Awful Sound (Oh Eurydice)
Les fins ne sont jamais faciles pour de grandes sagas, aussi bien au cinéma qu'en littérature, sur le petit écran comme en bande dessinée. Et alors quand l'histoire s'attache à philosopher sur les...
le 14 sept. 2021
Ce tome fait suite à Black Science, Tome 8 : Le banquet des Lotophages (épisodes 35 à 38) qu'il faut avoir lu avant. Il faut avoir commencé par le premier tome car il s'agit d'une histoire complète en 9 tomes. Ce tome contient les épisodes 39 à 43, initialement parus en 2019, écrits par Rick Remender, dessinés et encrés par Matteo Scalera, avec une mise en couleurs réalisée par Moreno Dinisio. Il comprend les couvertures originales, ainsi que les couvertures variantes réalisées par Kevin Maguire, Lewis Larosa, Kim Jung Ji, Andrew Robinson (*2), Matteo Scalera.
Grant McKay et son épouse Sara sont enfin réunis avec leurs enfants Pia et Nathan. C'est grâce à Shawn et Krolar, aidés par Shaman et Ward. En regardant les écrans de contrôle, Pia se rend compte que l'Infinivers n'est plus. Grant McKay explique tant bien que mal que c'est de sa faute, parce qu'il a créé un trou de ver sans faire exprès. Kadir Aslan fait son entrée à ce moment-là, accompagné par Chandra. Grant McKay réagit immédiatement en le menaçant de son arme et en expliquant à Pia que Kadir a tué Brian, son frère. Aslan explique qu'il a été contraint à cette extrémité pour sauver le reste du monde. Il suggère à McKay d'arrêter de le tenir en joue car lui seul peut sauver l'Inifnivers. Lui seul sait comment tuer Doxta. C'est au tour de Nathan de s'emporter contre Aslan. Ce dernier lui explique qu'il l'a sauvé un nombre de fois incalculable et qu'il s'est occupé de lui chaque fois que son père l'avait abandonné.

# Enregistrements fournis:

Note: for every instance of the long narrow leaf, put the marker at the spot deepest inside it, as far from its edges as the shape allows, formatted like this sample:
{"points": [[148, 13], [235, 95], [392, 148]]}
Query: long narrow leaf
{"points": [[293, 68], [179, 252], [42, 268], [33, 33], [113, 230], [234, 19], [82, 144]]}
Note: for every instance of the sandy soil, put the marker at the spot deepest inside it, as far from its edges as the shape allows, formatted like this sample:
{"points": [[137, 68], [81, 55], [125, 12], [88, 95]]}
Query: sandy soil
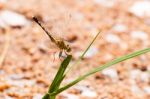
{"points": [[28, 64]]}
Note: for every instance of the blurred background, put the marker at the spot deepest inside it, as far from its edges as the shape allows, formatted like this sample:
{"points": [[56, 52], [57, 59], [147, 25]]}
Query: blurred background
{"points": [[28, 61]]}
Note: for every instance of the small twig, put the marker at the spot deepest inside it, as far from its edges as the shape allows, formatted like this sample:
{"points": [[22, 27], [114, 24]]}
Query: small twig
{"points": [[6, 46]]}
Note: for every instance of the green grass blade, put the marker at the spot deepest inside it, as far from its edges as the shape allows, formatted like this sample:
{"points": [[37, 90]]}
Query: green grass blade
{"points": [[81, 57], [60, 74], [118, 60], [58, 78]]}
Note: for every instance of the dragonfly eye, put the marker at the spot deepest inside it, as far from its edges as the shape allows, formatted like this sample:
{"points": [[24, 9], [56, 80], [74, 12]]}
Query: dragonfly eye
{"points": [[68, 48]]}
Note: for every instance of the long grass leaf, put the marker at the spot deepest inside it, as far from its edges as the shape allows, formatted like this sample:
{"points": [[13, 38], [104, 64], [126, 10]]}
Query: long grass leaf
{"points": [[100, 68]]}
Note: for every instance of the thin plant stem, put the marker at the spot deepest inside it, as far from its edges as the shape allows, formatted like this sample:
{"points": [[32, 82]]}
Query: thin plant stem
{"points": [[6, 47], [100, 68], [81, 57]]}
* * *
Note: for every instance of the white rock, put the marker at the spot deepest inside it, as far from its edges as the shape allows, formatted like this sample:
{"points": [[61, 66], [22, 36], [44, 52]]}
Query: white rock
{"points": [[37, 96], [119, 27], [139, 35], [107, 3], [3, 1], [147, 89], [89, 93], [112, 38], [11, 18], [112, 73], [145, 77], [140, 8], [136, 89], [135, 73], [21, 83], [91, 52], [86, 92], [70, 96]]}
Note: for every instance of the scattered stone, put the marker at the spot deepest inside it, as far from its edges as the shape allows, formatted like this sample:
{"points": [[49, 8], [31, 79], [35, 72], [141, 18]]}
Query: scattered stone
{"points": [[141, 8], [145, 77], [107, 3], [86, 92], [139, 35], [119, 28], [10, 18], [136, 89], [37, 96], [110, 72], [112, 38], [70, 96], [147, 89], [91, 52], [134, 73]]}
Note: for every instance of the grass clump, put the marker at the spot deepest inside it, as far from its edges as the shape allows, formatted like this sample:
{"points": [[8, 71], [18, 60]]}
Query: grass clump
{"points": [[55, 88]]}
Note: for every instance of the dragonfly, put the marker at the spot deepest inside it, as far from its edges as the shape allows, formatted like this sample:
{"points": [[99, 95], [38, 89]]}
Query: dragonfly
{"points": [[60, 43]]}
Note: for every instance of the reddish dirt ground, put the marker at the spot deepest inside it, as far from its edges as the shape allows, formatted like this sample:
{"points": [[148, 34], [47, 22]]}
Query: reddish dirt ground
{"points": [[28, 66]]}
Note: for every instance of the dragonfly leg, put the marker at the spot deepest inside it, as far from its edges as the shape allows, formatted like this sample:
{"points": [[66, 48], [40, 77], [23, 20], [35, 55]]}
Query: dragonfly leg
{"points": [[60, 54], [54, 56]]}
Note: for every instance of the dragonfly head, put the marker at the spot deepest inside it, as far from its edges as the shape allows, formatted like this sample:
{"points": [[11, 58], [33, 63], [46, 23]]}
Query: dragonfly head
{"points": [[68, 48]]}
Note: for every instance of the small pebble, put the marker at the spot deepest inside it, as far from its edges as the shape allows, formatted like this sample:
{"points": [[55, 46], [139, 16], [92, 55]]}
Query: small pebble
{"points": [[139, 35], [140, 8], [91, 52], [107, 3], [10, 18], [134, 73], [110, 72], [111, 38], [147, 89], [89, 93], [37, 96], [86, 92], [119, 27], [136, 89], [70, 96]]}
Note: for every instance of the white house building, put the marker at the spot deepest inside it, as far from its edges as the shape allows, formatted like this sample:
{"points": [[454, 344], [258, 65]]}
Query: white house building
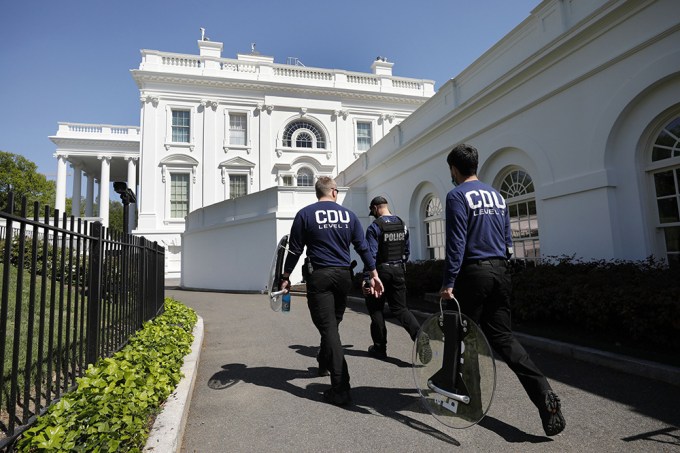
==
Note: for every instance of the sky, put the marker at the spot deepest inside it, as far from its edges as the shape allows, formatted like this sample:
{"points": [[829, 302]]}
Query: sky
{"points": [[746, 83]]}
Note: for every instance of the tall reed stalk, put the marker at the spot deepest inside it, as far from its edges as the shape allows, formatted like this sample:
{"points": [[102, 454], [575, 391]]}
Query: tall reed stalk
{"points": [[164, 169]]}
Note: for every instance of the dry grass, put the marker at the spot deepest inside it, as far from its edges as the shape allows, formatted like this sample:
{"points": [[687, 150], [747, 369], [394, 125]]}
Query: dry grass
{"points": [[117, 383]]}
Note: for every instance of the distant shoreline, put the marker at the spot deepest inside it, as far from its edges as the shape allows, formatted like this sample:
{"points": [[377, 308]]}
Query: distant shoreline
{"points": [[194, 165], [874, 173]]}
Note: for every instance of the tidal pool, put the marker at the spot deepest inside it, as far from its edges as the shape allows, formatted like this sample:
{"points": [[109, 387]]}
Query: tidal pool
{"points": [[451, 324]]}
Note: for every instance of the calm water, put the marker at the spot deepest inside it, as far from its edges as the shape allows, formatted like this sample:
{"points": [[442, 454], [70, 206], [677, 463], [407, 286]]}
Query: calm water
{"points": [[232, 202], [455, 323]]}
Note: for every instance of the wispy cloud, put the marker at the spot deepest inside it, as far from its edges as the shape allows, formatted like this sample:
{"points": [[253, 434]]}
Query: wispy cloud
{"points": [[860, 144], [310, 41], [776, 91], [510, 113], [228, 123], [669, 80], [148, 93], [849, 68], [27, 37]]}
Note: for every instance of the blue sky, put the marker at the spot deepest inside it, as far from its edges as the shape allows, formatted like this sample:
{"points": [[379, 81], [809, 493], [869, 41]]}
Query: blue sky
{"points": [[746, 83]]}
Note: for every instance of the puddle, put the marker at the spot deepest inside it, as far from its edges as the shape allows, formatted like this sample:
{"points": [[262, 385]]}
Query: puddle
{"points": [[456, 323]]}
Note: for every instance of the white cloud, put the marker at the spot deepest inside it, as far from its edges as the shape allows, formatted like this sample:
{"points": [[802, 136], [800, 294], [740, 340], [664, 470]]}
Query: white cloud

# Consigne écrite:
Reproduisez à l'identique le passage de l'extrait qui va de « Awful Sound (Oh » jusqu'à « philosopher sur les... ». Ces enregistrements n'ont aucun lien avec l'extrait.

# Réponse écrite:
Awful Sound (Oh Eurydice)
Les fins ne sont jamais faciles pour de grandes sagas, aussi bien au cinéma qu'en littérature, sur le petit écran comme en bande dessinée. Et alors quand l'histoire s'attache à philosopher sur les...